Required work: Output everything from the row containing "the pelican's dark" down to the row containing "[[411, 160, 431, 192]]" as a two-column CSV with the headers text and answer. Give one line for each row's wording and its answer, each in a single quoted field with any line breaks turned into spaces.

Records supplied:
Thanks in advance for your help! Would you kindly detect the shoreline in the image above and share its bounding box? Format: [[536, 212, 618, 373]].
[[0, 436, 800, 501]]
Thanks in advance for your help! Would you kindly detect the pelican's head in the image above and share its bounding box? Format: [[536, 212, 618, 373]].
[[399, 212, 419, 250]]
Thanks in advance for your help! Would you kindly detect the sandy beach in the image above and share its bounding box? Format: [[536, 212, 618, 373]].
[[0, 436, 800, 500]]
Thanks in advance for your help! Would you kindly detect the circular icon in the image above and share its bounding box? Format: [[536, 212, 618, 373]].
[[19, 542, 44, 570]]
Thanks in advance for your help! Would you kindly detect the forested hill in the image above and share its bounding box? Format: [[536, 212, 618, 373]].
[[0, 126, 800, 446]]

* * *

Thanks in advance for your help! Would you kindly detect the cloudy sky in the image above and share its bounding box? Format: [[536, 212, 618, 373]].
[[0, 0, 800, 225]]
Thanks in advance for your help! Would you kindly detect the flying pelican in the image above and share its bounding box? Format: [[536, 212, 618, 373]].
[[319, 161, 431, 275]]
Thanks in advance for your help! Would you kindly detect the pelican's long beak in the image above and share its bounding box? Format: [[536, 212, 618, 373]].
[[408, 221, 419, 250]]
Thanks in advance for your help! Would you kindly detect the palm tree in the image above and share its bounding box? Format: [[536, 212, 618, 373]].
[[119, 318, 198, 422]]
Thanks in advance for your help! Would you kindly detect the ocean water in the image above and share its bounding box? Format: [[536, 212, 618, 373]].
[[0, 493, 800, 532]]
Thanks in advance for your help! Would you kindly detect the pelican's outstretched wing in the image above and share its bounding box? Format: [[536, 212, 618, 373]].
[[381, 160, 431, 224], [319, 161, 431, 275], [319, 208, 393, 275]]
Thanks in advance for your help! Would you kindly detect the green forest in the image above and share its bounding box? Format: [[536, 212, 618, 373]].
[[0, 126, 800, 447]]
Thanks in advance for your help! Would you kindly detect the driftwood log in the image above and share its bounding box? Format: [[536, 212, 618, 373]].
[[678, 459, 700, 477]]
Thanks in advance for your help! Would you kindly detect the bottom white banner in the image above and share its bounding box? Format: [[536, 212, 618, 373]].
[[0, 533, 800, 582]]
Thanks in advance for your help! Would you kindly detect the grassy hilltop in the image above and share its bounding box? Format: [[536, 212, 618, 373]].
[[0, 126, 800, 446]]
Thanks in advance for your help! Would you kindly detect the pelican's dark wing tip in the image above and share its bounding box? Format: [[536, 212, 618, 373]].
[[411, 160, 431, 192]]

Expected answer:
text,answer
"Thanks in advance for your help! Would you kindly detect the pelican's dark wing tip in the image above and share its bounding box? Format: [[536, 212, 618, 373]].","[[411, 160, 431, 192]]"